# EXERCISE DETAILS
Repeat the records in full and exactly, omitting pictures.

___ DATA PROVIDED

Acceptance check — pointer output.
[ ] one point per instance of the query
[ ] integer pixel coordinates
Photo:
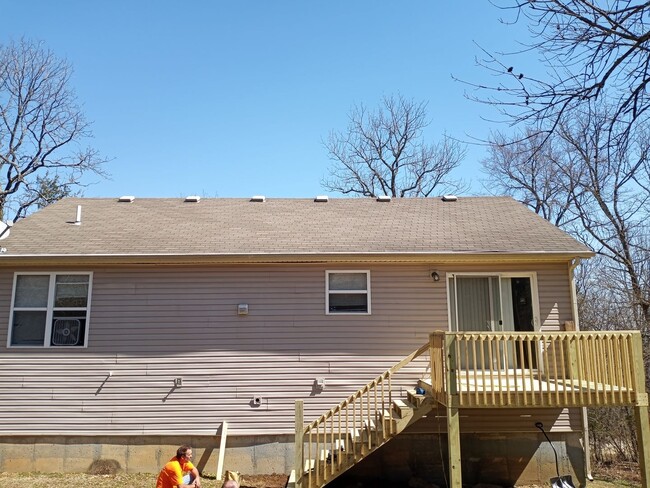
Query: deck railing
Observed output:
(349, 431)
(555, 369)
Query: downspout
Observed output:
(573, 264)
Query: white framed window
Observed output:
(50, 310)
(347, 292)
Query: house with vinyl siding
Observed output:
(135, 325)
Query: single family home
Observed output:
(316, 330)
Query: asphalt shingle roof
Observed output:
(224, 226)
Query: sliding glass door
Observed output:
(495, 303)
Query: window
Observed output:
(348, 292)
(50, 309)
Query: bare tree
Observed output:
(587, 51)
(524, 166)
(41, 130)
(382, 153)
(602, 194)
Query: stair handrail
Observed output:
(337, 409)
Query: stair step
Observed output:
(355, 435)
(404, 409)
(425, 384)
(416, 399)
(309, 465)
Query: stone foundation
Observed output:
(504, 460)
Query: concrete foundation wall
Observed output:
(488, 458)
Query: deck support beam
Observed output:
(298, 442)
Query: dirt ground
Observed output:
(605, 477)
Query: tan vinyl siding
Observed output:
(150, 325)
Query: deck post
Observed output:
(641, 411)
(453, 423)
(453, 441)
(643, 440)
(298, 443)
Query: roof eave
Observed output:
(190, 259)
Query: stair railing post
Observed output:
(453, 424)
(299, 443)
(641, 411)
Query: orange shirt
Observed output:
(171, 476)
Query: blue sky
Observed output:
(234, 99)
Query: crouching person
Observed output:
(179, 472)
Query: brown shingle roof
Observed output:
(220, 226)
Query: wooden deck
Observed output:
(479, 370)
(570, 369)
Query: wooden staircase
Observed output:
(357, 427)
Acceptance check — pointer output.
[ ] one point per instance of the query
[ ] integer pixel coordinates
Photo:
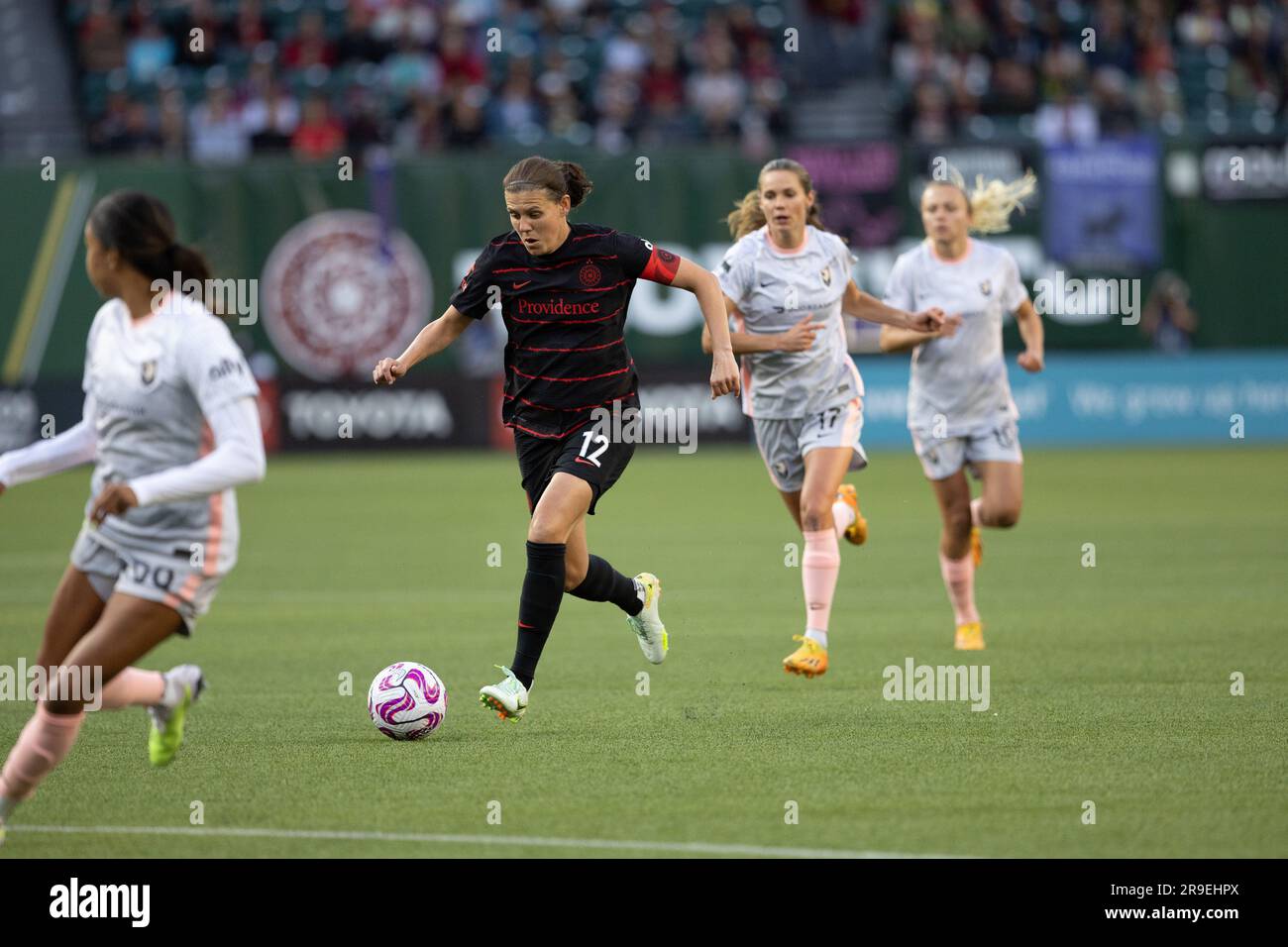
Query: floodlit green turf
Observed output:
(1109, 684)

______

# ANSWER TO THIS EXERCISE
Acceptance check — pointer output.
[ ] one point per instance of the query
[ ] integer pixel coordinates
Photo:
Query: deck railing
Observed output:
(349, 431)
(555, 369)
Query: downspout
Observed output:
(573, 264)
Query: white framed window
Observed output:
(50, 310)
(347, 292)
Query: house with vinyl siding
Observed output:
(135, 325)
Query: single family home
Observed output:
(316, 330)
Query: asphalt shingle roof
Observed output:
(224, 226)
Query: sliding glass door
Observed output:
(495, 303)
Query: window
Observed output:
(348, 292)
(50, 309)
Query: bare tree
Observed output:
(587, 51)
(524, 166)
(41, 130)
(382, 153)
(602, 194)
Query: stair handrail
Observed output:
(337, 409)
Query: stair step
Observed output:
(355, 435)
(404, 409)
(425, 384)
(416, 399)
(309, 465)
Query: stone foundation
Observed output:
(504, 460)
Query: concrete foundation wall
Observed output:
(488, 458)
Query: deck support beam
Observed output:
(298, 442)
Query: dirt ground
Observed output:
(605, 477)
Query: tan vinyl siding
Observed output:
(150, 325)
Query: deck post
Observed output:
(641, 411)
(453, 423)
(453, 441)
(643, 440)
(298, 443)
Query: roof eave
Observed output:
(190, 259)
Query: stair railing post
Observed output:
(453, 424)
(299, 443)
(641, 411)
Query: orange shirt
Observed output:
(171, 476)
Query: blue sky
Observed output:
(234, 99)
Query: crouching person
Observed output:
(179, 472)
Query: brown shingle roof
Observed output:
(220, 226)
Query: wooden deck
Observed output:
(479, 370)
(570, 369)
Query: wooden staircase
Observed output:
(357, 427)
Acceptance check — pointer output.
[ ] one point per instance of the query
[ ] integer pixel coordinates
Photo:
Query: floodlit green turf
Observed output:
(1109, 684)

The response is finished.